QUOTED PASSAGE:
┄┄┄┄┄┄┄┄┄┄┄┄┄┄┄┄┄┄┄┄

Besides Bush really is an idiot or an incredible cynic. How can someone not be one or the other when coming out with this gem in the SOTU address : What people don’t realize is we’re addicted to foreign oil .... I laughed till I cried when he said that, and then, I just cried. Never have I agreed more with a sentiment expressed by an american president, that president? Jimmy Carter.


All of that said. I still think the future is (mostly) an american one, and I’m ok with that, as long as its the real america and not this cheap chinese knock off that is currently on offer.


To make it happen YOU need to get over this war. YOU need, urgently to get out of denial about what has been done, is being done, in your name. The sooner you do it, the sooner we can get on with building a democratic planetary confederacy based on law.

Brian, I wouldn’t call it racism so much as a natural but possibly misguided selfishness.

After all it is one thing to wax eloquently about the equal value of all human life everywhere, and quite another to see from your own perspective that your life is of equal importance to that of the "other". In fact I believe this is impossible. On the other hand I am somewhat receptive to the argument that lots of people are subcontiously racist, I think that implicitly people look at Western power and sucess and say: If all people are equal, why do we have all the cargo? A sort of Guns Steel and Germs question that Dr. Diamond does a decent but somewhat impartial job answering.

The answer I believe resides largely in our political organizations. Unfortunately president Bush has focused too much on the "democracy" side of the question while ignoring the liberal aspect of "liberal democracy." Thus in Iraq we probably won’t succeed. What they really needed was an understanding of individual and property rights. Instead the closest thing the Iraqi’s have when it comes to a liberal democracy is a quota that ensures that women will be represented at some level. But to equate ideas with sex is rather flawed...and to equate quotas with liberalism, let alone liberal democracy is quite wrong altogether.

In any case all of this is a digression, but I would argue with you till we both drop that Iraq is not an example of killing others (non-americans) for the sake of aleviating the fear(potential threat) that republicans have purposefully agitated.

That is a way of seeing it but I don’t think it is correct.

Conversely (which I also don’t think is fully correct) One could argue that this war is a result of morally viewing American lives as equal in value to Iraqi lives...and thus the attending emphasis on improving the lives of Iraqi through providing jobs, rebuilding hospitals, capturing Saddam, turning him over to the Iraqi’s...allowing them to design a constitution...ext....

┄┄┄┄┄┄┄┄┄┄┄┄┄┄┄┄┄┄┄┄

Saved entries:
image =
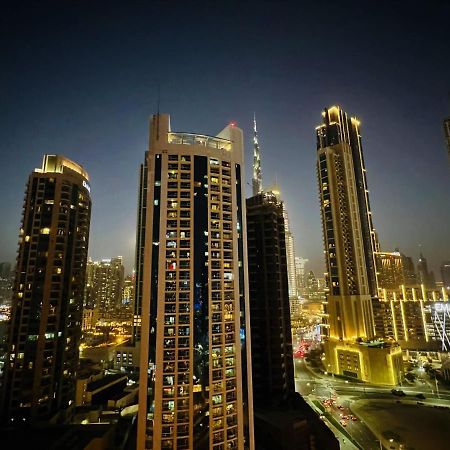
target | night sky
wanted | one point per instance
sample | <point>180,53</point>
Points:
<point>82,81</point>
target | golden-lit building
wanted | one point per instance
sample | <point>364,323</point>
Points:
<point>411,315</point>
<point>350,242</point>
<point>194,388</point>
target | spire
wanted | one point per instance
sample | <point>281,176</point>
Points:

┄┄┄┄┄┄┄┄┄┄┄┄┄┄┄┄┄┄┄┄

Rewrite the stretch of the passage from "After all it" through "impartial job answering.", replacing "cargo" with "wealth". Rely solely on the passage when completing the work.

After all it is one thing to wax eloquently about the equal value of all human life everywhere, and quite another to see from your own perspective that your life is of equal importance to that of the "other". In fact I believe this is impossible. On the other hand I am somewhat receptive to the argument that lots of people are subcontiously racist, I think that implicitly people look at Western power and sucess and say: If all people are equal, why do we have all the wealth? A sort of Guns Steel and Germs question that Dr. Diamond does a decent but somewhat impartial job answering.